Simone, o mundo inteiro sabe, não tem nada de looser. Ela já tem o nome inscrito no panteão do esporte mundial. Que outra ginasta tem um movimento que leva o seu nome? Ao contrário dos esportes de grupo como vôlei ou futebol, em que o dia ruim de um jogador pode ser salvo por algum colega de time, na ginástica é apenas a atleta com o seu físico e sua mente. E a mente de Simone não está bem – e que coragem admitir isso. Simone compete em um esporte perigoso. Ela se referiu a episódios de twisties, uma dificuldade de se localizar espacialmente no meio de uma pirueta. Na ginástica olímpica uma manobra errada pode ser fatal.

O vestibulando tem um quê de Simone: é somente ele a prova. São horas que definem o esforço de meses, às vezes anos. Existe a pressão da prova e também de tudo o que veio antes dela, a começar pela escolha do curso. Escolhemos o que gostamos, o que parece ser a nossa vocação, às vezes escolhemos o sonho que os nossos pais não puderam realizar e acabaram passando o bastão: vai, filho, faz o que eu não consegui, não pude ou não tive coragem. Em outros momentos, a escolha vem com um muro de oposições, não raro confusas e que a gente demora a entender. Cada um aí sabe contar a própria história.

Durante alguns anos convivi com um jovem que tinha passado em uma universidade de ponta, só tirava notão, era um atleta prodígio, só ganhava ouro e que lá pelas tantas teve um lesão grave que o obrigou a deixar as quadras. O dia em que ele me contou sobre desistir da carreira de atleta universitário, o curioso foi que o rosto dele transmitia outra coisa. Era alívio. E lá pelas tantas admitiu: “eu não aguentava mais a pressão, essa lesão veio em boa hora”. A lesão veio acompanhada de um outro movimento: a desistência daquela faculdade de ponta onde ele só tirava notão e que ele achava ser a ideal para o seu estilo racional de ser. Era uma mente sem hesitações, feito uma flecha que sai de um ponto A para um ponto B. Depois da lesão, ele voltou para o cursinho e entrou em outra faculdade – uma que o pai sempre deixou a entender que queria muito ter feito. Foi um caminho tortuoso, mas ele encarou e hoje está na metade do curso.

EXERCÍCIOS:
a) Segundo o texto, o que a gente escolhe na hora de escolher o curso? Liste tudo o que ele cita.
b) Mostre todas as linhas dos registros que contêm a palavra "verge", levando em conta maiúsculas e minúsculas.
O texto não tem nenhuma ligação com os registros.

REGISTROS EXTRAÍDOS:
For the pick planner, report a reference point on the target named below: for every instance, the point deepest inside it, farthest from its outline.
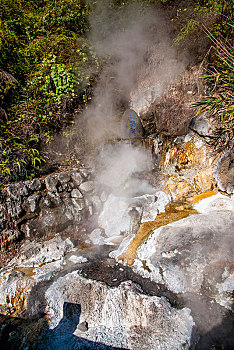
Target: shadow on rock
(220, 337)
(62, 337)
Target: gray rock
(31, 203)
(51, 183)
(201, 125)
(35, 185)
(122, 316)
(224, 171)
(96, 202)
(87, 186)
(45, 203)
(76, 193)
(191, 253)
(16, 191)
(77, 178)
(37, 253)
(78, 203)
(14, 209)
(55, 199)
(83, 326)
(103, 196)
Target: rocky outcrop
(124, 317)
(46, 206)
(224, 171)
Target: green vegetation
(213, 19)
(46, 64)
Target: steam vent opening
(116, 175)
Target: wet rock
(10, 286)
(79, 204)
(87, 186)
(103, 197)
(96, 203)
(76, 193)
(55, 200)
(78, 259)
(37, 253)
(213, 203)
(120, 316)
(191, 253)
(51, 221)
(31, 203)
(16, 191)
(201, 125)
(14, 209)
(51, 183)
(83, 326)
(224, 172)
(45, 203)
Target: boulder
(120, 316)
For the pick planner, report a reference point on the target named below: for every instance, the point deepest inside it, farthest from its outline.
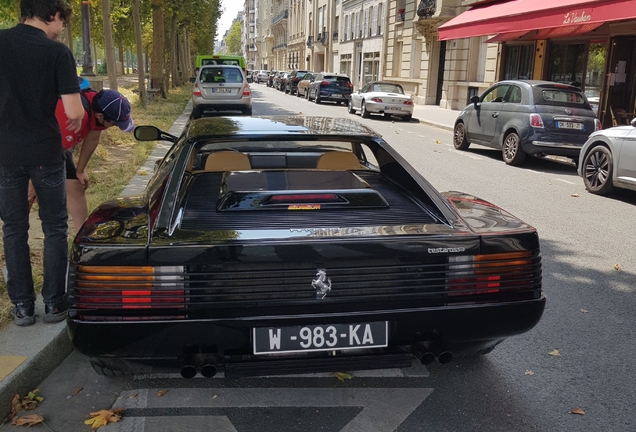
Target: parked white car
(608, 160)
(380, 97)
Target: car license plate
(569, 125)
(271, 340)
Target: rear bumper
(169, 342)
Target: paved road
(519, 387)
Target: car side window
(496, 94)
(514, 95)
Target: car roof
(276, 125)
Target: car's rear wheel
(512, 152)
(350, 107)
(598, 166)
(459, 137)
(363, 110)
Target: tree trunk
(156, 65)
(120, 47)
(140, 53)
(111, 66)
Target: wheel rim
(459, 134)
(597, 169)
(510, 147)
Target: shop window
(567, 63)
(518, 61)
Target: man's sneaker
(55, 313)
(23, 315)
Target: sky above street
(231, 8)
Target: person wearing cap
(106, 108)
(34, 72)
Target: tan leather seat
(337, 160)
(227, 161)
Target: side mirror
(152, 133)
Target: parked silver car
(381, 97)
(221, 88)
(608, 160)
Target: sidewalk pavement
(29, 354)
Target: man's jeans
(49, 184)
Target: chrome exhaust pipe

...

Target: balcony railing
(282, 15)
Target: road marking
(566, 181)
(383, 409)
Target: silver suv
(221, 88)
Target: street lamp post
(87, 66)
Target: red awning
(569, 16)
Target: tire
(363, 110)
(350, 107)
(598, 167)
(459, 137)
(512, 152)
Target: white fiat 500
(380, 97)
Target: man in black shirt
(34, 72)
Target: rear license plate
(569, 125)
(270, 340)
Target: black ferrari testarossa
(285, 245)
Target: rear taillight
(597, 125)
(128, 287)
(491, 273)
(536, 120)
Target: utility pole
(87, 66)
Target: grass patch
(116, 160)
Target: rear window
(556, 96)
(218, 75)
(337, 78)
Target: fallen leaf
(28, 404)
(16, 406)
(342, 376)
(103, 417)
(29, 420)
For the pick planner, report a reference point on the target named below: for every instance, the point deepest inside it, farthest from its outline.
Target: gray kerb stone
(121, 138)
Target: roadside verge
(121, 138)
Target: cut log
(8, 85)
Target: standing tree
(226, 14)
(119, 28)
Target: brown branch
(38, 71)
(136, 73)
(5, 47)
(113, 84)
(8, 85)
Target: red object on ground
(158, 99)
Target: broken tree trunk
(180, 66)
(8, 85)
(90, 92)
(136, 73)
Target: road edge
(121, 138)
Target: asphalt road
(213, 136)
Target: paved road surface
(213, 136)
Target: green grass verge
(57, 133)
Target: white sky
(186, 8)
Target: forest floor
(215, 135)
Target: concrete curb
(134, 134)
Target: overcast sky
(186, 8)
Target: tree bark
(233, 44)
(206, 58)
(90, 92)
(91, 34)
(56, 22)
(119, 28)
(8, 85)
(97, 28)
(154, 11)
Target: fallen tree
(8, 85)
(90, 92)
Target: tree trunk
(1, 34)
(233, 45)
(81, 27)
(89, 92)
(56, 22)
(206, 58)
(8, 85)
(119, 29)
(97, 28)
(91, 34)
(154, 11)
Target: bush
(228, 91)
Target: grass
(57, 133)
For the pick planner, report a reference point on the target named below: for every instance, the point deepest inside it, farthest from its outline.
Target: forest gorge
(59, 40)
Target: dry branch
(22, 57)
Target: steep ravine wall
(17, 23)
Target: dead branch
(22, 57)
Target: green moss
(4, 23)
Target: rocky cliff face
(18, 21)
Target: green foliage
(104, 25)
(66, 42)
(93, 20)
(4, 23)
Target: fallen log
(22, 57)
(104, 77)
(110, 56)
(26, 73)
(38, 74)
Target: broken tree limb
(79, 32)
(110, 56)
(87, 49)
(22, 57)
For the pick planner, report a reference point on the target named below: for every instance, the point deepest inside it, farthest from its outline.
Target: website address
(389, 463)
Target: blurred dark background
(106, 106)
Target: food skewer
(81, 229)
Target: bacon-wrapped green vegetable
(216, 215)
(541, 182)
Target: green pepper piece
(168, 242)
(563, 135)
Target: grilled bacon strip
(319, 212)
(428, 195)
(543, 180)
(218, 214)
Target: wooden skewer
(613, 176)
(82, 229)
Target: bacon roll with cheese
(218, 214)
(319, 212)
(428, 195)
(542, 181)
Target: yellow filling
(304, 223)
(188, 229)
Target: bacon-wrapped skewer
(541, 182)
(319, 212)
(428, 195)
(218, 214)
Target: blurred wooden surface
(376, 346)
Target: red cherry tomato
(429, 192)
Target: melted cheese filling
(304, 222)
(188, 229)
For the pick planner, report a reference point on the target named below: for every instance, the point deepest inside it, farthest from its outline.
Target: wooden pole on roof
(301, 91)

RESPOSTAS:
a)
- O que gostamos
- O que parece ser a nossa vocação
- O sonho que os nossos pais não puderam realizar

b)
Target: roadside verge
Target: green grass verge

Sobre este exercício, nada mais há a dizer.